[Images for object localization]
+++
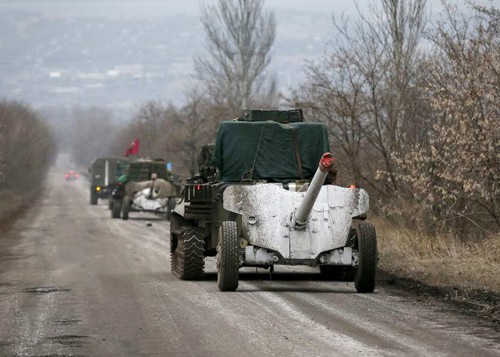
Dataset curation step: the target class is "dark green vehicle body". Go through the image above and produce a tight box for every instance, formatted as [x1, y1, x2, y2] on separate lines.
[89, 157, 128, 205]
[127, 160, 173, 182]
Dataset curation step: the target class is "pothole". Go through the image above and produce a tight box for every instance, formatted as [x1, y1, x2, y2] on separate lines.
[55, 318, 82, 326]
[45, 334, 88, 347]
[24, 287, 71, 294]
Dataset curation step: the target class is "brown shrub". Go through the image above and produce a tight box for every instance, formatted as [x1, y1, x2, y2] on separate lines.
+++
### WHAT YOU HAVE TO DO
Would you retype the entries above in full, exactly as written, minus the pictures?

### SOLUTION
Dataset curation step: the target class is "dark green vehicle body". Go through the image above and produce a tight box for every instance, formatted as [x1, y1, x2, y2] on separate lines.
[89, 157, 128, 205]
[127, 160, 173, 182]
Dataset curation step: the target class is "pothole". Go through the image above and produce a tight box for every instance, formatted as [x1, y1, x2, y2] on separate lines.
[55, 318, 82, 326]
[45, 334, 88, 347]
[24, 287, 71, 294]
Dataset curation step: the target class is "brown shrub". Go through the image above and produce a tight box for every instance, formatted as [x1, y1, x2, y2] on separate lines.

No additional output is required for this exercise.